= TASK DETAILS =
Return every line of the material below unchanged, with the same wording, numbers and order.
═══
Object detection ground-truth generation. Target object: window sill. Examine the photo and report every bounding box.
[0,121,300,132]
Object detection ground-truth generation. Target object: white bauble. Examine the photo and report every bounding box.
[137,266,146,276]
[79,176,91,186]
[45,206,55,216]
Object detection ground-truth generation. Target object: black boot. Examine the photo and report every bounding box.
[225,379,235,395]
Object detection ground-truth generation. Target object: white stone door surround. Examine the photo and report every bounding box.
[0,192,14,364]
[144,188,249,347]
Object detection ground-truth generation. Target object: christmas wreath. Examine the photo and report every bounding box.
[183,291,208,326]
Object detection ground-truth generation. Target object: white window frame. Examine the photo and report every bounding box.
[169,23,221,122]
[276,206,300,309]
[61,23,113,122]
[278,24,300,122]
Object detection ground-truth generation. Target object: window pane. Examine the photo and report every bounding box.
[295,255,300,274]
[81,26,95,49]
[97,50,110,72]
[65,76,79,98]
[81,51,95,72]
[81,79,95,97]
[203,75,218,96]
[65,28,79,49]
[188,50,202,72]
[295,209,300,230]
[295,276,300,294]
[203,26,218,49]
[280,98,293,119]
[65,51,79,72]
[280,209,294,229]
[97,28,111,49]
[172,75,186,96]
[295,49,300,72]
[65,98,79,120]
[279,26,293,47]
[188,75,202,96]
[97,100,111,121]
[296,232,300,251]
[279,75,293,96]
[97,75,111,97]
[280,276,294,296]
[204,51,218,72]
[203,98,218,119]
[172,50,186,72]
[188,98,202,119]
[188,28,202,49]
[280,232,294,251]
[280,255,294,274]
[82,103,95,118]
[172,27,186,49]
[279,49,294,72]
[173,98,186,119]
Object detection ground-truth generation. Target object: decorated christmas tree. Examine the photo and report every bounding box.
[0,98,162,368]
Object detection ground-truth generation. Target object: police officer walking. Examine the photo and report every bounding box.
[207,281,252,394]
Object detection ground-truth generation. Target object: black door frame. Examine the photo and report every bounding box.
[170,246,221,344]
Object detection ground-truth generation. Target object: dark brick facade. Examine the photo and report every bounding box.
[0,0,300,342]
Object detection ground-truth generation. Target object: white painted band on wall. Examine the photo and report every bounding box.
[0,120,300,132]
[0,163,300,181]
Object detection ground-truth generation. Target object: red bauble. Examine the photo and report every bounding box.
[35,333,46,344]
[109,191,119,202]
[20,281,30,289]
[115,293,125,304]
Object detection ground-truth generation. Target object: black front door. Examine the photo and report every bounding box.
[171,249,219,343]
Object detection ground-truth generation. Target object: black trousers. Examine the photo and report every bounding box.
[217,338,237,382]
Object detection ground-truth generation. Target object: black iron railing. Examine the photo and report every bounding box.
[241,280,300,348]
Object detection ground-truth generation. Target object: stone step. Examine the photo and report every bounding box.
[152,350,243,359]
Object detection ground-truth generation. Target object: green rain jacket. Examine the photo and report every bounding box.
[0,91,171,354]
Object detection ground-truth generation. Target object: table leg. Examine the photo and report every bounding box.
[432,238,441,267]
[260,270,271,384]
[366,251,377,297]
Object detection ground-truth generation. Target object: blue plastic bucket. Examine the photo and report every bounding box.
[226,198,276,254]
═══
= THE SOLUTION =
Object detection ground-truth generation. Target object: window sill. Examine the photo and report every bounding box.
[0,121,300,132]
Object detection ground-truth generation. Target object: white bauble. Examine the photo and report every bounding box.
[137,266,146,276]
[79,176,91,186]
[45,206,55,216]
Object detection ground-truth generation. Target object: black boot. Examine the photo and report every bounding box.
[225,379,235,395]
Object detection ground-truth generation. Target object: white stone door surround. Examine the photo and report every bounding box.
[0,192,14,364]
[144,188,249,347]
Object detection ground-truth generation. Target object: christmas wreath. Examine the photo and report every bounding box.
[183,291,208,326]
Object detection ground-truth generation. Target object: white window frame. Examine the photo and report every bounding box.
[169,23,221,122]
[276,206,300,309]
[61,23,113,122]
[278,24,300,122]
Object detection ground-truth generation. Target object: window pane. Examine the photo and report every bounding box.
[295,255,300,274]
[81,26,95,49]
[97,50,110,72]
[65,76,79,98]
[81,51,95,72]
[81,79,95,97]
[203,75,218,96]
[65,28,79,49]
[188,50,202,72]
[295,209,300,230]
[295,276,300,294]
[203,26,218,49]
[280,98,293,119]
[65,51,79,72]
[280,209,294,229]
[97,28,111,49]
[172,75,186,96]
[295,49,300,72]
[65,98,79,120]
[279,26,293,47]
[188,75,202,96]
[97,100,111,121]
[296,232,300,251]
[279,75,293,96]
[97,75,111,97]
[280,276,294,296]
[204,51,218,72]
[203,98,218,119]
[172,50,186,72]
[188,98,202,119]
[188,28,202,49]
[280,232,294,251]
[280,255,294,274]
[82,103,95,118]
[172,27,186,49]
[279,49,294,72]
[173,98,186,119]
Object detection ground-truth generation. Target object: decorated christmas tree. Examine the photo and report every bounding box.
[0,98,162,368]
Object detection ground-truth generation. Target object: police officer walking. Examine the photo and report every bounding box.
[207,281,252,394]
Object detection ground-truth generation. Target object: black door frame. Examine the photo and report every bounding box.
[170,246,221,344]
Object detection ground-truth generation. Target object: dark brick facade. Examine the photo and report every bounding box.
[0,0,300,342]
Object detection ground-truth generation. Target object: white painted band on wall. Examine the photo and report every bounding box.
[0,120,300,132]
[0,163,300,181]
Object detection ground-truth generation. Target object: red bauble. Examine the photo and report every bounding box.
[35,333,46,344]
[109,191,119,202]
[20,281,30,289]
[115,293,125,304]
Object detection ground-truth generation. Target object: black front door. Examine the photo and report every bounding box.
[171,249,219,343]
Object detection ground-truth generation. Target object: black trousers. Examine the photo and report every bounding box.
[217,338,237,382]
Object detection ground-truth generation. Target object: black iron railing. Examine the photo and report every bounding box.
[241,280,300,348]
Object detection ground-truth generation. Target object: stone step. Examine the photo and report every bounding box.
[152,350,243,359]
Object detection ground-truth generation. Target object: green rain jacket. Examine the photo and report every bounding box.
[0,91,171,354]
Object detection ground-truth generation. Target object: table leg. Examine the photo and report every bounding box.
[432,238,441,267]
[260,270,271,384]
[366,251,377,297]
Object detection ground-truth generation. Target object: blue plastic bucket. Examine the photo and report every bounding box.
[226,198,276,254]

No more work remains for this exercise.